■ ARBEITSAUFTRAG:
Gib aus dem Textauszug über den Karl-Kraus-Preis die Stelle wortgetreu aus, beginnend bei „Und auch mit“ und endend bei „aber als Neider.“.

■ TEXTAUSZUG:
+---+

Und auch mit anderen Aktionen machte er sich nicht nur Freunde: Er schuf und verlieh einen Karl-Kraus-Preis, der an die Bedingung geknüpft war, dass die Bedachten nie wieder ein Wort schreiben würden. Preisträger waren Fritz J. Raddatz und Günter Wallraff. Insbesondere bei dem letzteren Autor hat das ein Geschmäckle: 1987 behauptete Gremliza, dass er für Wallraff das Buch »Der Aufmacher« über dessen verdeckte Ermittlungen in der »Bild«-Zeitung geschrieben habe. Wallraff bestritt diese Angabe damals im Kern zwar nicht, bezeichnete Gremliza aber als Neider.

+---+

■ Einträge aus einem Datensatz mit Punktannotationen:
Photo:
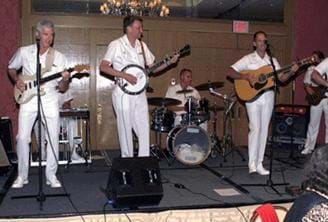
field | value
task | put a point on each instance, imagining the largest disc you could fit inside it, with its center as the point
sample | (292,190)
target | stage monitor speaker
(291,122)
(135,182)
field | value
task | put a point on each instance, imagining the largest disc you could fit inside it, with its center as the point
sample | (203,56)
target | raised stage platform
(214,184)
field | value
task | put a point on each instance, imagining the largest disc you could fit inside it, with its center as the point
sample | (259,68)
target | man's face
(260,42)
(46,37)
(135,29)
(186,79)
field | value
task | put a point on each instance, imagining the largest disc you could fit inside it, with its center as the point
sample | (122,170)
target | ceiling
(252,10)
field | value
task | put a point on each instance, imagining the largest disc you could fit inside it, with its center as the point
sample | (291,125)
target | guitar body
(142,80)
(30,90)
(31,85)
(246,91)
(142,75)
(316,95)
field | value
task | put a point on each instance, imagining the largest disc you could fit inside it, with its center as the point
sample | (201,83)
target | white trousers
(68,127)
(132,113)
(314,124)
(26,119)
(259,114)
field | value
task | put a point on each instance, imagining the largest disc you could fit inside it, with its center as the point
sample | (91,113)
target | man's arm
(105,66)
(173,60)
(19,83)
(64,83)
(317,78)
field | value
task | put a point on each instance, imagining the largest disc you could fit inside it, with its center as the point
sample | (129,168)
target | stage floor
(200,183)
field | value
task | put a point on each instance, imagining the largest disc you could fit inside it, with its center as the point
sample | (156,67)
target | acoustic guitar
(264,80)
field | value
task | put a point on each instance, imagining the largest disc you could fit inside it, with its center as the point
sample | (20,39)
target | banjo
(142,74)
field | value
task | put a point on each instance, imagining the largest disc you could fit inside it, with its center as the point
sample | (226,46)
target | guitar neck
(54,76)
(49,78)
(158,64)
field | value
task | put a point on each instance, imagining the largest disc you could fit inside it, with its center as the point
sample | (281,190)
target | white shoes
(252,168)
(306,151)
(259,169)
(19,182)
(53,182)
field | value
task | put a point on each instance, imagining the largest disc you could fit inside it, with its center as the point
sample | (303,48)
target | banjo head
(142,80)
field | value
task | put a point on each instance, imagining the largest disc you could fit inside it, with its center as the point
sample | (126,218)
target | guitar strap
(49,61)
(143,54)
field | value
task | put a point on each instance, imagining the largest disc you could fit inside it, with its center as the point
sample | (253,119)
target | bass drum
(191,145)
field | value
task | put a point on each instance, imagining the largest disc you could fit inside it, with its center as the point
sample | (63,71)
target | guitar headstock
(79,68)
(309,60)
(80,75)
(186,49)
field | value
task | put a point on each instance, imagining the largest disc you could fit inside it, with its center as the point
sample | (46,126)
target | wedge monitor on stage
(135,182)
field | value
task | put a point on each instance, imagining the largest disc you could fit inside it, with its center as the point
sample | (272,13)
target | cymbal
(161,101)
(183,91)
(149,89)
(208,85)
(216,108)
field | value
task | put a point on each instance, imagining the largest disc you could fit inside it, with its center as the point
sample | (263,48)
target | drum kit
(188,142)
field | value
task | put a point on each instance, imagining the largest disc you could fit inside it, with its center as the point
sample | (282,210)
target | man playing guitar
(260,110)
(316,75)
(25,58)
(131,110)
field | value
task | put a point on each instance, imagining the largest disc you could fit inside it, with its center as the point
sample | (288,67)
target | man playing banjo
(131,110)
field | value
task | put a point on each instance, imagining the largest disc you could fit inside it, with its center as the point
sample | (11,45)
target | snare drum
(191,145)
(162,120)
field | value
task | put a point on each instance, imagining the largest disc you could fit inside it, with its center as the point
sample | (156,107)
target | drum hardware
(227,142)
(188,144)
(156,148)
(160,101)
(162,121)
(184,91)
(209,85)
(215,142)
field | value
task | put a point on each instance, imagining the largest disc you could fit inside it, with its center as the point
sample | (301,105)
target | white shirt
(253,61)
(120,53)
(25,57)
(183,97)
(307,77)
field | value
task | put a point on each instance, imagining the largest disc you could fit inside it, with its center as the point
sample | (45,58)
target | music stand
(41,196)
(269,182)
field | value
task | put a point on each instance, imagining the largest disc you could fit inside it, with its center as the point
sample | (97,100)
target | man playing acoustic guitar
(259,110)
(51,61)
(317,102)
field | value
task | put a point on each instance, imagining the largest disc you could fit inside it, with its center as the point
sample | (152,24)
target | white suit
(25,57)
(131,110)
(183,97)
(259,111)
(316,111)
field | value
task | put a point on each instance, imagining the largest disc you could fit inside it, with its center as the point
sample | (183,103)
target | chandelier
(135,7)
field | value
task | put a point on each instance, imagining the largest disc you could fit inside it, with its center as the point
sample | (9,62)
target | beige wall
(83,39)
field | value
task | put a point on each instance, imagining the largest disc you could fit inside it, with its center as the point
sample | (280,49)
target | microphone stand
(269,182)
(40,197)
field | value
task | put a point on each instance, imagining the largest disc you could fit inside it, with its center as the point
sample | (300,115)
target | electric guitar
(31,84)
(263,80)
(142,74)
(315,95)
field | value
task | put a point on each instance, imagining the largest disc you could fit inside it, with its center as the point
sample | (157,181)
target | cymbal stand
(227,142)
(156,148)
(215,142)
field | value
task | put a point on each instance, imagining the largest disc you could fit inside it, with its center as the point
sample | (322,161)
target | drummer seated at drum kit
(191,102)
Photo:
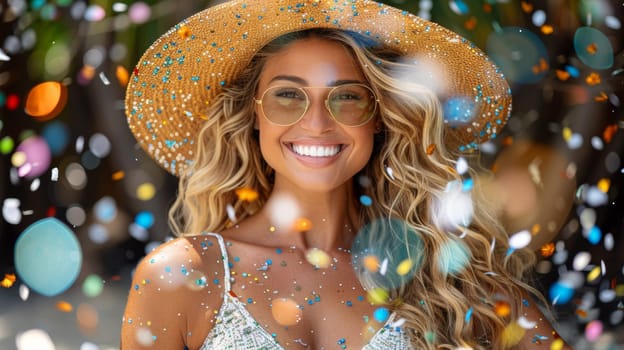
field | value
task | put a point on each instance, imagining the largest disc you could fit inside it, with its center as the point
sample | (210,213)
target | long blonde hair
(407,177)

+---+

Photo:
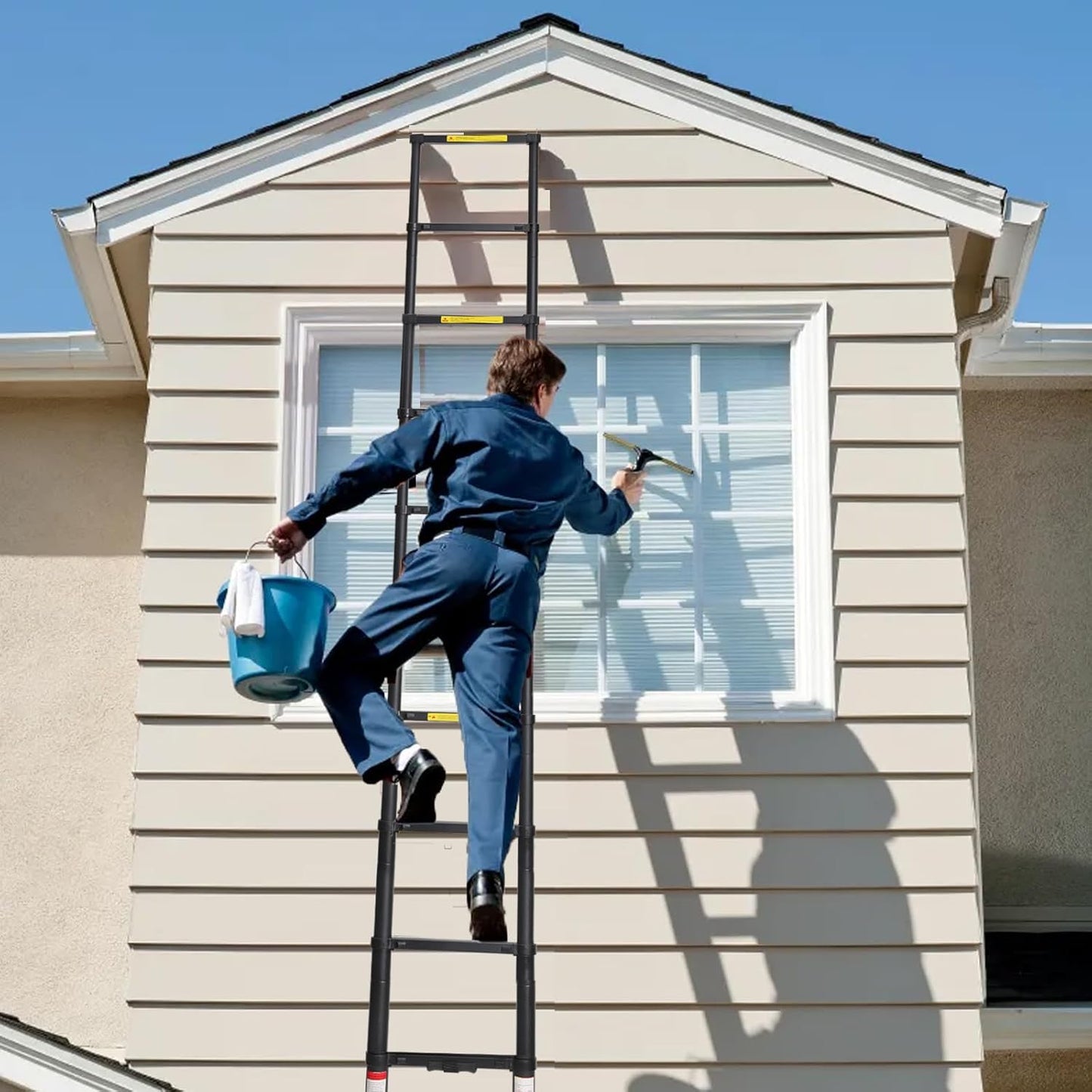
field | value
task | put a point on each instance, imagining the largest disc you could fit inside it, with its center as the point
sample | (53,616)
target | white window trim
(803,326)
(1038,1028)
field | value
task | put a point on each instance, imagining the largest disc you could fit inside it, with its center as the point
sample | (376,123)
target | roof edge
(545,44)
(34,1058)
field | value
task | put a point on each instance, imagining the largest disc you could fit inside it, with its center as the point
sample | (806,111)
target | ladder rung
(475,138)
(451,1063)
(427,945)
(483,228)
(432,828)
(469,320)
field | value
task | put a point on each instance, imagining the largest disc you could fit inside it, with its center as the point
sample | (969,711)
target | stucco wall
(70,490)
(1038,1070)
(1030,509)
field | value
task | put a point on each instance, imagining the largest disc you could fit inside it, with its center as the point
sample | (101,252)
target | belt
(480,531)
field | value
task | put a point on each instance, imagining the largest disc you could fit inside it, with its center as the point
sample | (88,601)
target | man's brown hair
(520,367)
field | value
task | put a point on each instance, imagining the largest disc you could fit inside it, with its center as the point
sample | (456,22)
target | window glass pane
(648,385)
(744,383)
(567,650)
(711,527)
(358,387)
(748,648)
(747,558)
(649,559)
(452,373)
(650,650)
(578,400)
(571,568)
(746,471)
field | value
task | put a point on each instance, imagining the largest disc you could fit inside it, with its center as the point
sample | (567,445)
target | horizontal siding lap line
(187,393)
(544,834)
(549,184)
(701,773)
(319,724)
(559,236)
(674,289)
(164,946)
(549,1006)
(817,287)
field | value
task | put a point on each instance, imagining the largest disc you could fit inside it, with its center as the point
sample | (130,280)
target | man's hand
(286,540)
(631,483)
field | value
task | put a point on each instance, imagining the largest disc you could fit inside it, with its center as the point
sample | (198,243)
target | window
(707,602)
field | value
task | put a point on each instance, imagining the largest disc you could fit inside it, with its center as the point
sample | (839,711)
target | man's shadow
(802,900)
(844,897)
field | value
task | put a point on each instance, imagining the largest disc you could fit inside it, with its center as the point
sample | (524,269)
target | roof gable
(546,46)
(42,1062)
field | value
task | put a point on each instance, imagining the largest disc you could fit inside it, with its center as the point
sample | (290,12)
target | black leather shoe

+---+

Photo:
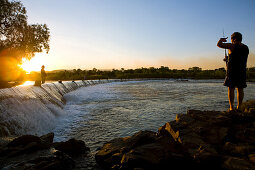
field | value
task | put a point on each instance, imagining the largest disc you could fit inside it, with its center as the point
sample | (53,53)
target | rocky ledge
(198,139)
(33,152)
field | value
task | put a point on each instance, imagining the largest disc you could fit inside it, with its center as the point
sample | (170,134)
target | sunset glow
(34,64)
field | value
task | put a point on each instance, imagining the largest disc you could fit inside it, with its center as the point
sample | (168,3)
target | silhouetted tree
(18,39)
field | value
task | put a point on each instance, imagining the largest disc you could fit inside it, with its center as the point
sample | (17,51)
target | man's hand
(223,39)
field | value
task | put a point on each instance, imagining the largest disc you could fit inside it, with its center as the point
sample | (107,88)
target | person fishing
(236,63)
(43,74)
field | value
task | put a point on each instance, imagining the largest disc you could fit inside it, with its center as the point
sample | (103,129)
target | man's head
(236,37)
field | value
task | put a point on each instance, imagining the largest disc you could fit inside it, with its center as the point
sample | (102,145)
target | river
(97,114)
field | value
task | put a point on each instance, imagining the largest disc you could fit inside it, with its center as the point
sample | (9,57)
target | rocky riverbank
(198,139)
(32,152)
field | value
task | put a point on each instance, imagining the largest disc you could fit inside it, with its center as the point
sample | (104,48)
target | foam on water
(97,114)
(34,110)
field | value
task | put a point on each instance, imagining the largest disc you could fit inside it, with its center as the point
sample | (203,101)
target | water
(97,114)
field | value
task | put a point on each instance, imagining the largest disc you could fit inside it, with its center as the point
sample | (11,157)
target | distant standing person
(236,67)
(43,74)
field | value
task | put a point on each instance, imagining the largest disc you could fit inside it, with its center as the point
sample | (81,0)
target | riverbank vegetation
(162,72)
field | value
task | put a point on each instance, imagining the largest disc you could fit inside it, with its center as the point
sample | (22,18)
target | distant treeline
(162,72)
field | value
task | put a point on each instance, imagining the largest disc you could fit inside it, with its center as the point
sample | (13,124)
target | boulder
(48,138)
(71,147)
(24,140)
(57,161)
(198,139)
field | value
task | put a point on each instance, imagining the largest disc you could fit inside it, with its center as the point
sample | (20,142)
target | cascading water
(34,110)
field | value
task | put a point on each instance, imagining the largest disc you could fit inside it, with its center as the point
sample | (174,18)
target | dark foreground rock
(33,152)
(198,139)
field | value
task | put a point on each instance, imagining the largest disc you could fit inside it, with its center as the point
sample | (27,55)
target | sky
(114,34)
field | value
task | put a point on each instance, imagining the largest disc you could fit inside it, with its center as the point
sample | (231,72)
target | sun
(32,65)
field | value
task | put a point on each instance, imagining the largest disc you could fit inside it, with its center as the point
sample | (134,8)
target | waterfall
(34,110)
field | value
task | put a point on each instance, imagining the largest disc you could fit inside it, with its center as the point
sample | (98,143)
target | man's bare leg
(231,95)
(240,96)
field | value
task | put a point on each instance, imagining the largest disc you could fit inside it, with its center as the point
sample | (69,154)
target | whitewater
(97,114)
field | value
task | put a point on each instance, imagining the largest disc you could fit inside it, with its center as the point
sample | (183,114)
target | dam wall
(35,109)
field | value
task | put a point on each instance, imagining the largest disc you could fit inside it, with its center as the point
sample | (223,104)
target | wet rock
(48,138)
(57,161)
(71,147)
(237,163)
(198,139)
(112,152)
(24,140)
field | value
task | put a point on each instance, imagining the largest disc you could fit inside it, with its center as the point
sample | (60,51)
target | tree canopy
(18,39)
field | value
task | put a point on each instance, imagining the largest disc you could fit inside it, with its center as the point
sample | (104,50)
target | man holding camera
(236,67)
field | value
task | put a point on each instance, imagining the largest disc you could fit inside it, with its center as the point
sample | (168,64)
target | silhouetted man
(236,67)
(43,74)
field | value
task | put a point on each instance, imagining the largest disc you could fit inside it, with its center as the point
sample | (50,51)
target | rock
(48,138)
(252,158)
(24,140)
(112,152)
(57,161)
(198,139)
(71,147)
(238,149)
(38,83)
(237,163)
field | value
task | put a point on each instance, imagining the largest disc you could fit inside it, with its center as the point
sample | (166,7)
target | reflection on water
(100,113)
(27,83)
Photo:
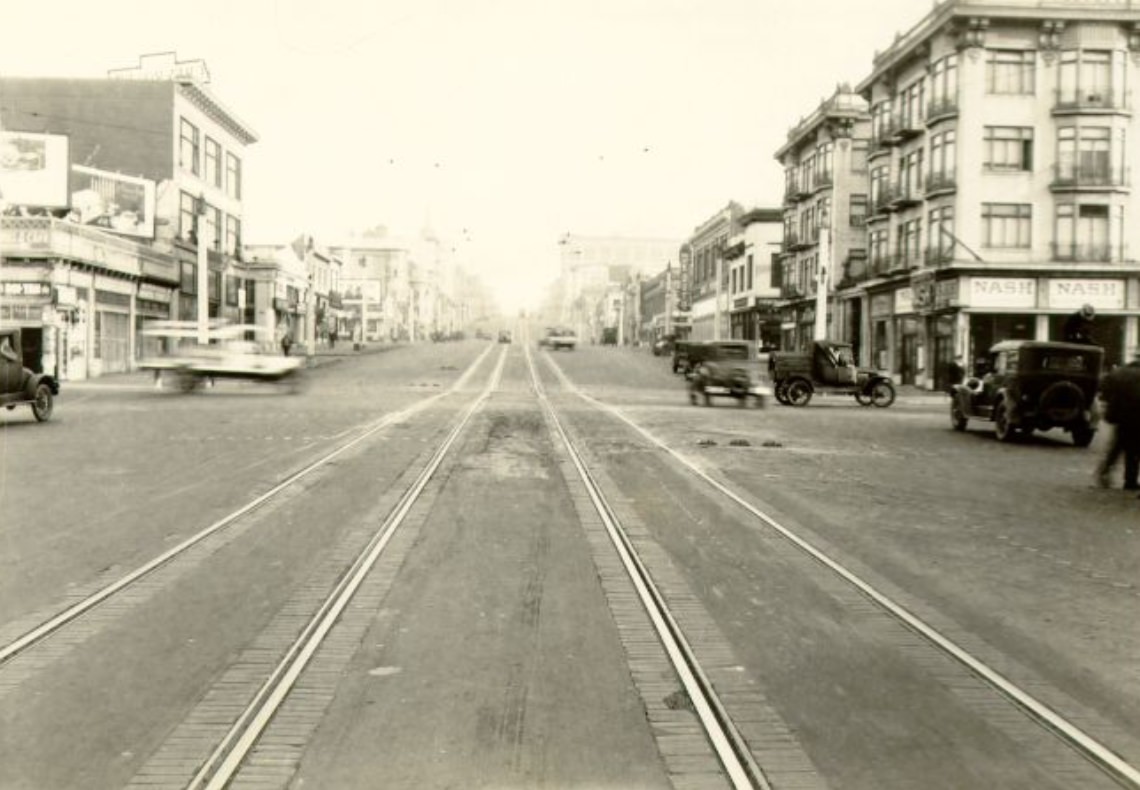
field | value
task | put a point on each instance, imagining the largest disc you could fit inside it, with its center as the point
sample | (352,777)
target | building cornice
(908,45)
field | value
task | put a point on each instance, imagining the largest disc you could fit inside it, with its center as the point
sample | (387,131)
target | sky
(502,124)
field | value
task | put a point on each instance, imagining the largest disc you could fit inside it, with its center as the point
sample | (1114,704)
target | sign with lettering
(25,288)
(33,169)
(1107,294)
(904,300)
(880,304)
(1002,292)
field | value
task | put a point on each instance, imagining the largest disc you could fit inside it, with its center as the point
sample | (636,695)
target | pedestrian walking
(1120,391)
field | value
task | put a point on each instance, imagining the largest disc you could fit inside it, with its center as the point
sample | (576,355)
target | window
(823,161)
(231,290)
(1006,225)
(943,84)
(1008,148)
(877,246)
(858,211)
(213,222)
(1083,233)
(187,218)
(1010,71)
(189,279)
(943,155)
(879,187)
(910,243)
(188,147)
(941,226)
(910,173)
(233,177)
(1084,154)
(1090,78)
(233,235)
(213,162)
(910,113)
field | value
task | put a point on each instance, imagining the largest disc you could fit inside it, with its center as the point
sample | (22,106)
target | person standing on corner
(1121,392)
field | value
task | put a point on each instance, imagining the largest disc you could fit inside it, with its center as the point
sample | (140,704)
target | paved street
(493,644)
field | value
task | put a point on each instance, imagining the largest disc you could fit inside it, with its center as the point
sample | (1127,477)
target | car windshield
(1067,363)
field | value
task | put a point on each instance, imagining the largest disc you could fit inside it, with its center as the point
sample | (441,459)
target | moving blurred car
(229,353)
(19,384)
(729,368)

+---+

■ LÖSUNG DER AUFGABE:
Und auch mit anderen Aktionen machte er sich nicht nur Freunde: Er schuf und verlieh einen Karl-Kraus-Preis, der an die Bedingung geknüpft war, dass die Bedachten nie wieder ein Wort schreiben würden. Preisträger waren Fritz J. Raddatz und Günter Wallraff. Insbesondere bei dem letzteren Autor hat das ein Geschmäckle: 1987 behauptete Gremliza, dass er für Wallraff das Buch »Der Aufmacher« über dessen verdeckte Ermittlungen in der »Bild«-Zeitung geschrieben habe. Wallraff bestritt diese Angabe damals im Kern zwar nicht, bezeichnete Gremliza aber als Neider.